◆ Document
--- START ---

Reader Questions - AnimalsJun 30, 2014
Our HOA will not impose stricter fines (currently $100) for dog owners whose dogs leave waste and damage the property. They hired a person who goes around weekly that does some clean up and I have to pay for that out of my HOA fees! I am thinking of filing a small claims case and subpoenaing all accounting records for the last 10 years to get my pro rata share back or they must take action.
Parking, pools and pets are the bane of the HOA manager’s (and also the HOA lawyer’s) existence. I would hope everyone would agree that leaving the “leavings” from one’s dog is not neighborly. Beyond passing a rule though, how far can the association go to make sure people do the right thing?
Certainly your association could consider a larger fine for repeat violations of any rule, including this one.
Your question illustrates why board service is not simple – does the board use its resources to more harshly enforce its rule, or to clean up from the un-neighborly folk who foul your community? No easy answers here.

--- END ---

◆ Supplied information
--- START ---

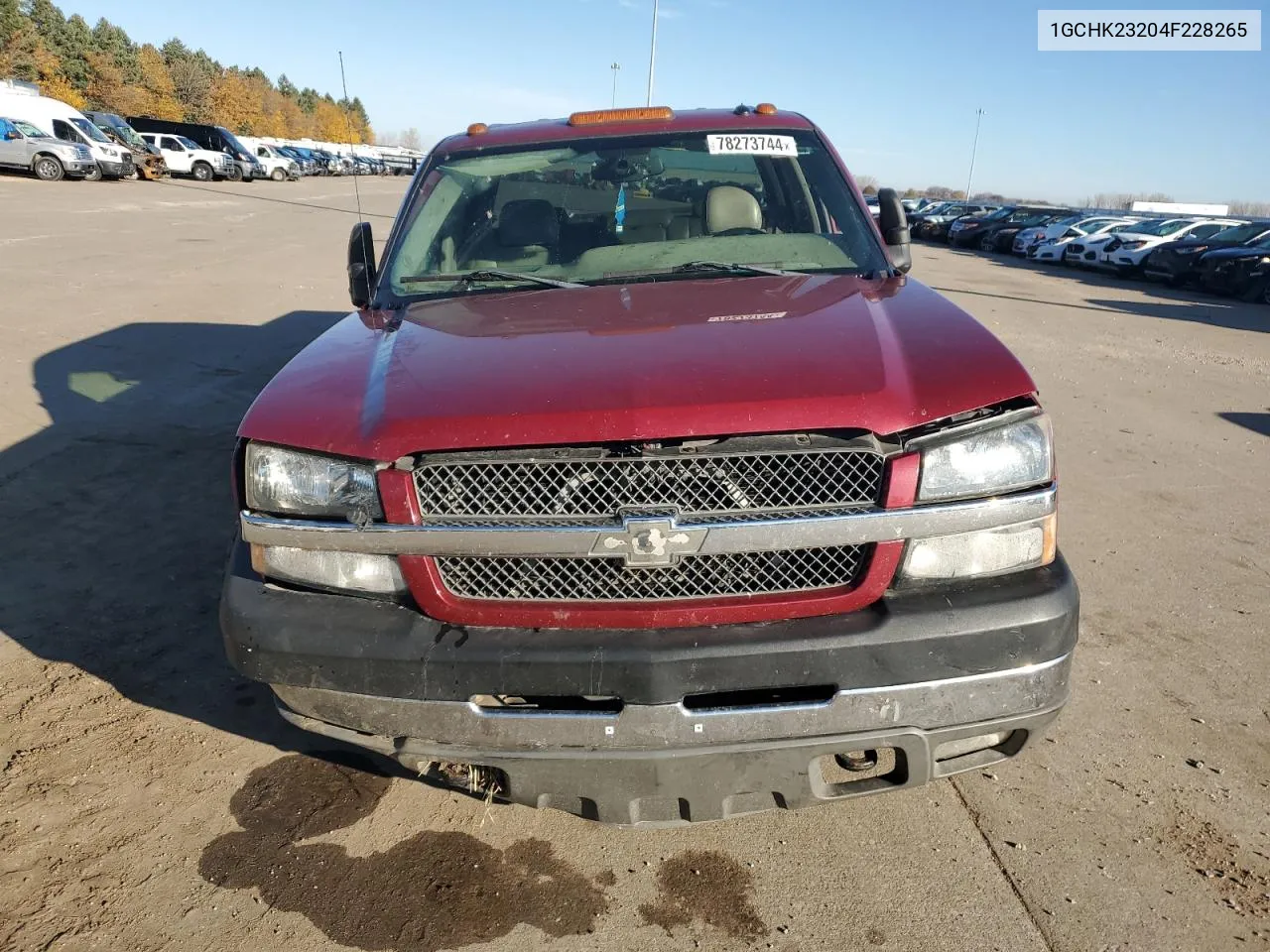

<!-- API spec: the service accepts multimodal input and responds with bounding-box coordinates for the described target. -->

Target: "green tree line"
[0,0,375,142]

--- END ---

◆ The request
In the HOA column about dog waste, how much is the association's current fine?

◆ Result for this exercise
$100